* **Text under study**:
Data based on statements about the past introduce an additional set of problems. They rely on memory, which is highly unreliable, as studies have demonstrated repeatedly (e.g., Loftus & Palmer, 1974). Memory is not a record, but rather a reconstruction created on the fly in response to some current event, such as a question. The reconstruction is created from many potential information sources, including those implied by the question itself. When asked to estimate the frequency of previous events, responders often err. For example, drivers greatly underestimate the number of near-misses that they have had (Chapman & Underwood, 2000). Other research (af Wahlberg & Dorn 2015) further found that driver self-reports of crashes, mileage, and violations were highly unreliable. Note that some research topics, like bicycle mishaps, are dependent almost exclusively on self-report data.
Studies asking about future behavior are also highly suspect. In one case (Wagenaar, 1972), research found that 97 percent of people interviewed claimed that they would read warnings on dangerous products. In an actual test, only 13-39 percent read the warning labels on a range of real products. These observations likely demonstrate demand characteristics that push the outcome in a certain direction. In a question about safety, respondents are likely to provide a socially acceptable answer. For one thing, it costs them nothing to say that they will act in a socially responsible way. For another, questions seldom specify all the relevant factors in the future situation, so people must essentially guess the answer. Lastly, most people are unaware that much of their behavior is automatic and is not under conscious control. When asked about future behavior, people can at most answer about their future conscious decisions, not their automatic behavior. Other factors, confirmation bias, base rate neglect, the availability heuristic and other unconscious mental processes that also influence memory and judgment.

* **Extracted records**:

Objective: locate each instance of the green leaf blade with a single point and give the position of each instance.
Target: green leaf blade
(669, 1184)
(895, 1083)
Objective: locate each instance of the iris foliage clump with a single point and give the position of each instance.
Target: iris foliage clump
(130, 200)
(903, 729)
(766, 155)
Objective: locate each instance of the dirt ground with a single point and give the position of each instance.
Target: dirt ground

* **Problem set**:
1. List every study cited in the passage on self-report data, giving the authors and year for each.
2. Extend the passage on self-report data with a further paragraph that picks up after its final sentence.
The entries play no part in this exercise.

* **Numbered responses**:
1.
Loftus & Palmer, 1974
Chapman & Underwood, 2000
af Wahlberg & Dorn, 2015
Wagenaar, 1972

2.
Despite these issues, some have published research data claiming that their questionnaire has good validity.
This still leaves some problems. No one is likely to publish data saying that his survey is invalid.
The published literature likely contains a large sampling bias toward positive results.
Negative results are not published. Even if one survey were proved valid, it would say nothing about any others.
Moreover, the vast majority of such survey and self-report studies have never been subjected to any validity testing, so their values are not known.
None of this has prevented survey and self-reports studies from filling the journals and libraries of the world. The main reason is simple:
talk is cheap-literally. Conducting such studies requires even less cost, equipment, and expertise than simple observational studies.
It requires little or no training outside of the use of a basic statistical software package.
These factors lend themselves to bulk, low-quality research. In most cases, it would not be wise to draw any firm conclusions
or to engineer society based on this class of research. See af Wahlberg (2017) for a good general discussion on the problems
with pencil-and-paper research. He is only reiterating what Shakespeare noted long ago.